### Exercise
Please return every line of the material below as a JSON list of strings, one string per line, with blank lines left out.

(Pointing and labeling entries)
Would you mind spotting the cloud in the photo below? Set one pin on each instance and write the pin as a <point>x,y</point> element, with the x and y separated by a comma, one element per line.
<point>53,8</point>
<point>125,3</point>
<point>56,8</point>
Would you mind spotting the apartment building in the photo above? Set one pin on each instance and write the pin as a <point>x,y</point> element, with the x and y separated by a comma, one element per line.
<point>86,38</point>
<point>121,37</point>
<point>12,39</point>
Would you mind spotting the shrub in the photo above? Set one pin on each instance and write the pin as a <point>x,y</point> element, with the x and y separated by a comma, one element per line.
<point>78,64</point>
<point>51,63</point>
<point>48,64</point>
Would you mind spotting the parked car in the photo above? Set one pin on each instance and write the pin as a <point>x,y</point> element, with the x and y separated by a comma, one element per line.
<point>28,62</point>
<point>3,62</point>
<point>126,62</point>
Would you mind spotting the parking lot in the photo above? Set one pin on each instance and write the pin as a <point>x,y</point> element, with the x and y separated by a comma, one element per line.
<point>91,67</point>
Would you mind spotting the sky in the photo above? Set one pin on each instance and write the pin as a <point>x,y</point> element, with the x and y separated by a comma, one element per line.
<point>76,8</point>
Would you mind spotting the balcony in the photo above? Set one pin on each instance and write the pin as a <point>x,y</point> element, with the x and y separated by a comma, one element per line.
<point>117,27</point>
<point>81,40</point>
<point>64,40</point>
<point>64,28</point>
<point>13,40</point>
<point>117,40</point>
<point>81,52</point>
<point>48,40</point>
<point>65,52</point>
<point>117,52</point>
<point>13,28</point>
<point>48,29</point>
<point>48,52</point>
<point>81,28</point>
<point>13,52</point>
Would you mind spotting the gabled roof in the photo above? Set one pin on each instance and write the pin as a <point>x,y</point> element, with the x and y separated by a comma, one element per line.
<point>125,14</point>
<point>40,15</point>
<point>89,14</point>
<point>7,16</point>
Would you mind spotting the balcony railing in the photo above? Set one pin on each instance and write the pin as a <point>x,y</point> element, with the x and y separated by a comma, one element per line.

### Completed task
[
  "Would you mind spotting the cloud in the photo below? Set one pin on each instance and write the pin as a <point>x,y</point> element, with the x and y separated by a comma, one element per line.",
  "<point>53,8</point>",
  "<point>125,3</point>",
  "<point>56,8</point>",
  "Would you mind spotting the apartment building in the photo above? Set one pin on each instance and write the pin as a <point>x,y</point> element, with the x and y separated by a comma, one element per line.",
  "<point>86,38</point>",
  "<point>121,37</point>",
  "<point>12,39</point>",
  "Would you mind spotting the shrub in the photo above? Set one pin on each instance and write the pin as a <point>x,y</point> element, with the x and y separated by a comma, one element per line.",
  "<point>78,64</point>",
  "<point>51,63</point>",
  "<point>48,64</point>",
  "Would you mind spotting the parked car in the photo above? Set one pin on each instance and write the pin as a <point>x,y</point> element, with the x and y separated by a comma, one element per line.",
  "<point>28,62</point>",
  "<point>3,62</point>",
  "<point>126,62</point>",
  "Would you mind spotting the parking lot in the photo above? Set one pin on each instance and write the pin as a <point>x,y</point> element, with the x and y separated by a comma, one element per line.",
  "<point>91,67</point>",
  "Would you mind spotting the sky in the photo above? Set one pin on each instance and write the pin as a <point>x,y</point> element, with the x and y separated by a comma, one element per line.",
  "<point>76,8</point>",
  "Would you mind spotting the balcony in the photo above? Set one pin on each instance and write the pin as a <point>x,y</point> element, with the x and y separated by a comma, one element per line.",
  "<point>117,27</point>",
  "<point>81,40</point>",
  "<point>64,40</point>",
  "<point>64,28</point>",
  "<point>13,40</point>",
  "<point>117,40</point>",
  "<point>81,52</point>",
  "<point>48,40</point>",
  "<point>65,52</point>",
  "<point>117,52</point>",
  "<point>13,28</point>",
  "<point>48,29</point>",
  "<point>48,52</point>",
  "<point>81,28</point>",
  "<point>13,52</point>",
  "Would you mind spotting the gabled roof in the photo above? Set one pin on each instance and write the pin as a <point>x,y</point> element, with the x and y separated by a comma, one element per line.",
  "<point>125,14</point>",
  "<point>40,15</point>",
  "<point>89,14</point>",
  "<point>7,16</point>",
  "Would you mind spotting the balcony railing in the photo above? Set one pin on each instance and write the pin as a <point>x,y</point> element, with the x and y separated by a comma, one element per line."
]